* [TASK OBJECTIVE]:
Transcribe the material verbatim in full; the pictures do not belong in the copy.
-- BEGIN INFORMATION PROVIDED --
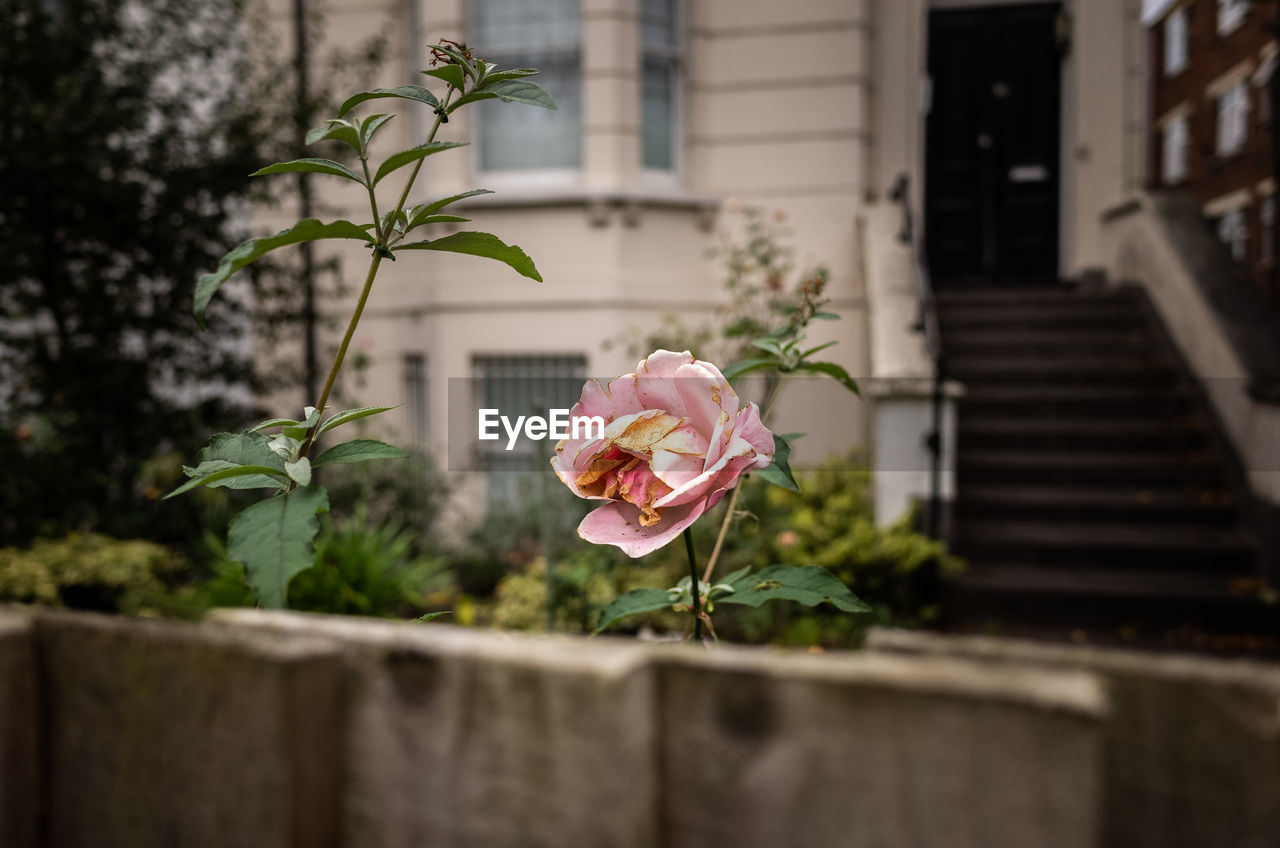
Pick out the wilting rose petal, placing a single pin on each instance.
(675, 441)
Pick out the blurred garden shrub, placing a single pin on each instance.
(828, 523)
(90, 571)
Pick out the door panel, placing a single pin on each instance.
(992, 142)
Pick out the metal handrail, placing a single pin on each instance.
(926, 323)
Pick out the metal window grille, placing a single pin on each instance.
(525, 386)
(414, 370)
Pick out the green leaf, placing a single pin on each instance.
(222, 472)
(423, 210)
(814, 350)
(311, 167)
(451, 74)
(831, 369)
(808, 584)
(370, 126)
(337, 130)
(508, 91)
(403, 92)
(274, 422)
(480, 245)
(746, 366)
(780, 469)
(415, 154)
(242, 448)
(300, 470)
(247, 251)
(359, 451)
(632, 603)
(274, 541)
(768, 345)
(511, 73)
(346, 416)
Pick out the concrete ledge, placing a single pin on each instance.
(1192, 746)
(863, 750)
(19, 733)
(461, 737)
(160, 734)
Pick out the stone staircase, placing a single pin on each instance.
(1095, 495)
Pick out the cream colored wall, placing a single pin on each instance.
(775, 114)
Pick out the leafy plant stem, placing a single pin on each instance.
(342, 349)
(417, 167)
(373, 273)
(693, 579)
(373, 201)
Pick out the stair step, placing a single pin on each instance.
(1109, 583)
(1136, 505)
(1057, 295)
(1100, 545)
(1091, 466)
(1063, 370)
(1046, 315)
(1016, 341)
(1101, 433)
(1054, 400)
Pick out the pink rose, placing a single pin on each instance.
(675, 441)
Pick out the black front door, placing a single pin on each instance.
(992, 158)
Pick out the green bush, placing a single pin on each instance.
(361, 569)
(90, 571)
(828, 523)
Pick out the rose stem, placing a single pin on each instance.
(693, 584)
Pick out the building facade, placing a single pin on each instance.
(670, 108)
(1211, 132)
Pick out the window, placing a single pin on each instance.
(525, 386)
(414, 368)
(1267, 231)
(1173, 159)
(1233, 119)
(1230, 16)
(544, 35)
(1232, 232)
(1175, 41)
(658, 73)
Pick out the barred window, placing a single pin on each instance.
(525, 386)
(414, 372)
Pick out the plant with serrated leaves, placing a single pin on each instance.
(274, 538)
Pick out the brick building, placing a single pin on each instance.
(1211, 130)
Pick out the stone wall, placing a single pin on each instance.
(280, 729)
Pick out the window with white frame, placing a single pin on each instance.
(531, 33)
(658, 74)
(1173, 150)
(1230, 14)
(1233, 233)
(1175, 41)
(1233, 119)
(1267, 231)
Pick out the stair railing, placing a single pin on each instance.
(926, 323)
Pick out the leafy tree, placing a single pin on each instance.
(127, 135)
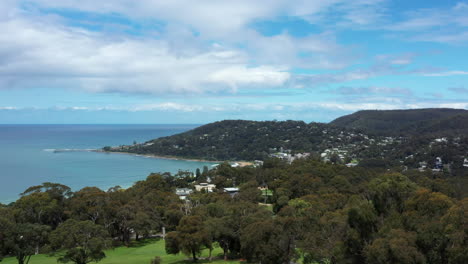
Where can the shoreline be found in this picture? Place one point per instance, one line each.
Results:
(244, 163)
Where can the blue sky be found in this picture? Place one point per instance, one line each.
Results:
(177, 61)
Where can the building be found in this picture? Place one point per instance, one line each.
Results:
(183, 192)
(232, 191)
(205, 187)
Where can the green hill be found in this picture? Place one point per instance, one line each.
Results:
(441, 121)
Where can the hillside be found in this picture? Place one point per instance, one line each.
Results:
(441, 122)
(238, 140)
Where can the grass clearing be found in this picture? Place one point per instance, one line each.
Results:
(138, 253)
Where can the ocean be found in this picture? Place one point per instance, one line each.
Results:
(27, 156)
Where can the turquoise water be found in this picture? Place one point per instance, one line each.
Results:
(26, 158)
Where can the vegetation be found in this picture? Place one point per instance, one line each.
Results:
(437, 122)
(320, 213)
(376, 139)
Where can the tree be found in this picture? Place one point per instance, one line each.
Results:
(83, 241)
(6, 224)
(156, 260)
(190, 237)
(24, 240)
(395, 247)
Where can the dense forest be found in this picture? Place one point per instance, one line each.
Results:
(436, 122)
(373, 138)
(313, 212)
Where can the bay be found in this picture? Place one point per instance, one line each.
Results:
(27, 157)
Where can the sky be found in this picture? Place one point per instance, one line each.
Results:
(186, 61)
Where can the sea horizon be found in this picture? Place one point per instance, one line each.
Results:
(26, 158)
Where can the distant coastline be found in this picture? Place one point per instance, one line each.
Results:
(157, 156)
(241, 163)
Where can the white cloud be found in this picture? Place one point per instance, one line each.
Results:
(45, 54)
(8, 108)
(38, 50)
(446, 73)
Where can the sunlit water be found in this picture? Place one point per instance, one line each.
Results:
(26, 156)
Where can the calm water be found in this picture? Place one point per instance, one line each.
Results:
(26, 159)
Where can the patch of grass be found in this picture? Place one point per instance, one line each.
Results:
(140, 252)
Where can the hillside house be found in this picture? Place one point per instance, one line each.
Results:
(205, 187)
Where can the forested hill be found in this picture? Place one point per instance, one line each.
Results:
(440, 121)
(428, 134)
(238, 140)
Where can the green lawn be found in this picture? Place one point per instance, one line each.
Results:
(139, 253)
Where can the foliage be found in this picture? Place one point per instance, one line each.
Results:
(83, 241)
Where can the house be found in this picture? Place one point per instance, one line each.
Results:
(205, 187)
(232, 191)
(438, 164)
(183, 192)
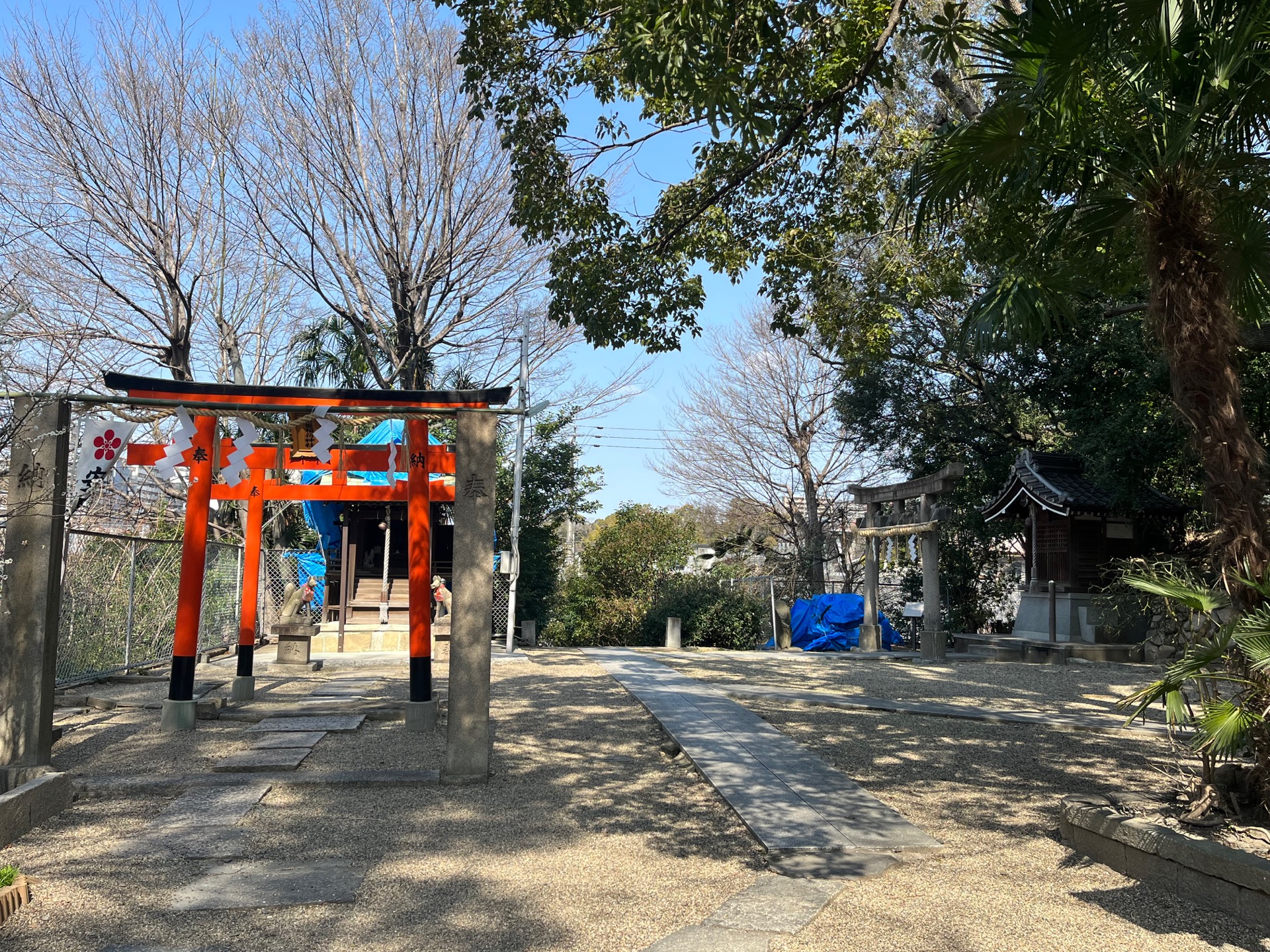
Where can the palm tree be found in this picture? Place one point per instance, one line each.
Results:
(1130, 130)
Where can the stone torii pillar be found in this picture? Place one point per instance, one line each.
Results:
(472, 630)
(927, 491)
(31, 597)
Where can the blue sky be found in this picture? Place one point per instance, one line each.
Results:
(630, 432)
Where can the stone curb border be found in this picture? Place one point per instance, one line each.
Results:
(1201, 871)
(15, 898)
(31, 804)
(168, 785)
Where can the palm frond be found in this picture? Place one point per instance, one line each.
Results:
(1191, 593)
(1251, 633)
(1223, 727)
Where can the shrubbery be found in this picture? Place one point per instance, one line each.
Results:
(713, 616)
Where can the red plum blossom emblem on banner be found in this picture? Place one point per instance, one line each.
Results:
(107, 446)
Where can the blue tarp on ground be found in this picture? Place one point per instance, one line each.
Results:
(832, 623)
(321, 517)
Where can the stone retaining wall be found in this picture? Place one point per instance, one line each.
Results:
(33, 803)
(1202, 871)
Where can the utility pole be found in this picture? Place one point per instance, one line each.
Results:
(516, 487)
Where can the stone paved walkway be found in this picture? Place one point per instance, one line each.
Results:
(790, 799)
(935, 709)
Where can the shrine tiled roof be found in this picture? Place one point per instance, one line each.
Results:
(1057, 483)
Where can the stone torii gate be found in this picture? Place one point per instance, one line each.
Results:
(921, 521)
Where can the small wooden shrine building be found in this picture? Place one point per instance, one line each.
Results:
(1074, 531)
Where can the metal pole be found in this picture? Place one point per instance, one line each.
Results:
-- END INFORMATION PROVIDED --
* [CORRECT RESPONSE]:
Pick out the wilting rose petal, placing a single pin on each instance.
(675, 441)
Pick out the blurred garden shrub, placing a single pin on each instance.
(828, 523)
(90, 571)
Pick out the door panel, placing a single pin on each instance.
(992, 142)
Pick out the metal handrail, placing a single pin on each instance.
(926, 323)
Pick out the metal window grille, placing a single pin on each instance.
(525, 386)
(414, 370)
Pick out the green leaf, placing a single pin on each instance.
(222, 472)
(423, 210)
(814, 350)
(311, 167)
(451, 74)
(831, 369)
(808, 584)
(370, 126)
(337, 130)
(508, 91)
(403, 92)
(274, 422)
(480, 245)
(746, 366)
(780, 469)
(415, 154)
(242, 448)
(300, 470)
(247, 251)
(359, 451)
(632, 603)
(274, 541)
(768, 345)
(511, 73)
(346, 416)
Pick out the concrete ledge, placing a single pin on each instance.
(1192, 746)
(863, 750)
(19, 733)
(461, 737)
(160, 734)
Pick out the stone staircase, placing a single pin on each instance.
(1095, 495)
Pick out the cream colored wall, placing a single pin on each instance.
(775, 114)
Pick out the leafy plant stem, placing a single pin on each instance.
(342, 349)
(417, 167)
(373, 273)
(693, 579)
(373, 201)
Pick out the stair step, placing a single pin on each instance.
(1109, 583)
(1136, 505)
(1057, 295)
(1100, 545)
(1091, 466)
(1063, 370)
(1046, 315)
(1016, 341)
(1101, 433)
(1054, 400)
Pick out the pink rose, placing a single pin on each instance.
(675, 441)
Pick out the black front door, placing a single pin on each instance.
(992, 158)
Pick out the green bush, placing a single pin on each instance.
(361, 569)
(90, 571)
(828, 523)
Pick out the rose stem, placing a single pin on each instance.
(693, 584)
Pick out the building facade, placing a single pin on each instance.
(670, 108)
(1211, 132)
Pick out the window, placing a single pin on each instance.
(525, 386)
(414, 368)
(1267, 231)
(1173, 159)
(1233, 119)
(1230, 16)
(544, 35)
(1232, 232)
(1175, 41)
(658, 73)
Pick out the barred window, placing a single pin on each instance.
(525, 386)
(414, 372)
Pick out the plant with serrated leaves, placing a single pin on each instance.
(274, 538)
Pick out the brick building, placing a single pin on each instance.
(1211, 130)
Pick out the stone wall, placing a single pin on each instance.
(280, 729)
Pick out the window with white frame, placing a single pin on each instance.
(531, 33)
(658, 74)
(1173, 150)
(1230, 14)
(1233, 233)
(1175, 41)
(1233, 119)
(1267, 231)
Pick out the stair railing, placing a single pin on each instance.
(926, 323)
Pick out the leafy tree, placing a single pin on each instance.
(127, 135)
Where can the shoreline be found in this picture? Place one point per instance, one line each.
Results:
(244, 163)
Where can the blue sky be found in this picture? Place one point per instance, one line each.
Results:
(177, 61)
Where can the building be found in this picture? Place one point per instance, one line each.
Results:
(183, 192)
(232, 191)
(205, 187)
Where can the green hill be found in this picture? Place one point per instance, one line each.
Results:
(441, 121)
Where can the hillside be found in this picture? Place one point per instance, one line each.
Results:
(441, 122)
(238, 140)
Where can the grass clearing be found in this picture? Place one point per instance, one line each.
Results:
(138, 253)
Where can the ocean be found in this picture? Place one point per instance, one line each.
Results:
(27, 156)
Where can the turquoise water be found in this picture? Place one point per instance, one line each.
Results:
(26, 158)
Where can the vegetation be found in this picture? Place one point per instance, one line each.
Results:
(437, 122)
(320, 213)
(376, 139)
Where can the tree be found in this picture? Place one point per instance, one line each.
Results:
(83, 241)
(6, 224)
(156, 260)
(190, 237)
(24, 240)
(395, 247)
Where can the dense forest be found in this picture? Place one point per instance, one line each.
Results:
(436, 122)
(373, 138)
(313, 212)
Where can the bay be found in this picture? Place one point per instance, one line each.
Results:
(27, 157)
Where can the sky be found in this picture? Place one point per instance, one line each.
Results:
(186, 61)
Where can the sea horizon be found in this picture? Place one point per instance, one line each.
Results:
(26, 158)
Where can the distant coastline be found in this picture? Place one point per instance, one line each.
Results:
(157, 156)
(241, 163)
Where can the white cloud be found in this picture? Place one point per instance, one line each.
Results:
(45, 54)
(8, 108)
(38, 50)
(446, 73)
Where can the sunlit water be found in this picture? Place one point per instance, one line each.
Results:
(26, 156)
Where can the calm water be found in this picture? Place one point per instance, one line each.
Results:
(26, 159)
Where can the patch of grass be found in this picture? Place one point per instance, one line each.
Results:
(140, 252)
Where can the hillside house be found in this picture? Place one point per instance, one line each.
Results:
(205, 187)
Where can the forested hill be found in this picture? Place one point per instance, one line each.
Results:
(440, 121)
(428, 134)
(238, 140)
Where can the green lawn be found in this picture? Place one point per instance, one line each.
Results:
(139, 253)
Where can the foliage be found in this picture? Place one point per instance, one line each.
Results:
(83, 241)
Where can the house be found in this picture? Place one point per instance, one line each.
Results:
(205, 187)
(232, 191)
(438, 164)
(183, 192)
Where can the palm tree be found in this picture? Place one point per instance, one line each.
Results:
(1130, 130)
Where can the stone torii pillar be found in this picture? Place one point per instance, one line each.
Results:
(472, 630)
(927, 491)
(31, 597)
Where can the blue sky be found in this picture? Place one point per instance, one line each.
Results:
(630, 432)
Where can the stone curb border be found in this picture? Place one point per instance, one line each.
Results:
(1201, 871)
(15, 898)
(31, 804)
(168, 785)
Where can the palm frond be found in this picture? Place one point per instance, one line each.
Results:
(1191, 593)
(1251, 633)
(1223, 727)
Where can the shrubbery be found in this picture? Place one point per instance, one line each.
Results:
(713, 616)
Where can the red plum blossom emblem on banner be found in this picture? Place one point per instance, one line each.
Results:
(107, 446)
Where can the blue tarp on ground be found in this picture? Place one point per instance, one line each.
Results:
(832, 623)
(321, 517)
Where can the stone retaining wall be found in this picture? Place one point per instance, one line each.
Results:
(33, 803)
(1202, 871)
Where can the utility pole be found in this picture? Place one point per instance, one line each.
Results:
(516, 487)
Where can the stone paved walkway be found in this picture? Place one point per instance, one line each.
Results:
(790, 799)
(935, 709)
Where can the shrine tiled roof be found in this picture? Place one point per instance, one line each.
Results:
(1057, 483)
Where can the stone torii gate be found in this picture? Place one point per instance, one line each.
Results:
(921, 521)
Where can the small wooden shrine building be found in this picture? Place one point per instance, one line each.
Results:
(1074, 531)
Where can the metal pole be found in this picture? Place one point per instance, one line each.
Results:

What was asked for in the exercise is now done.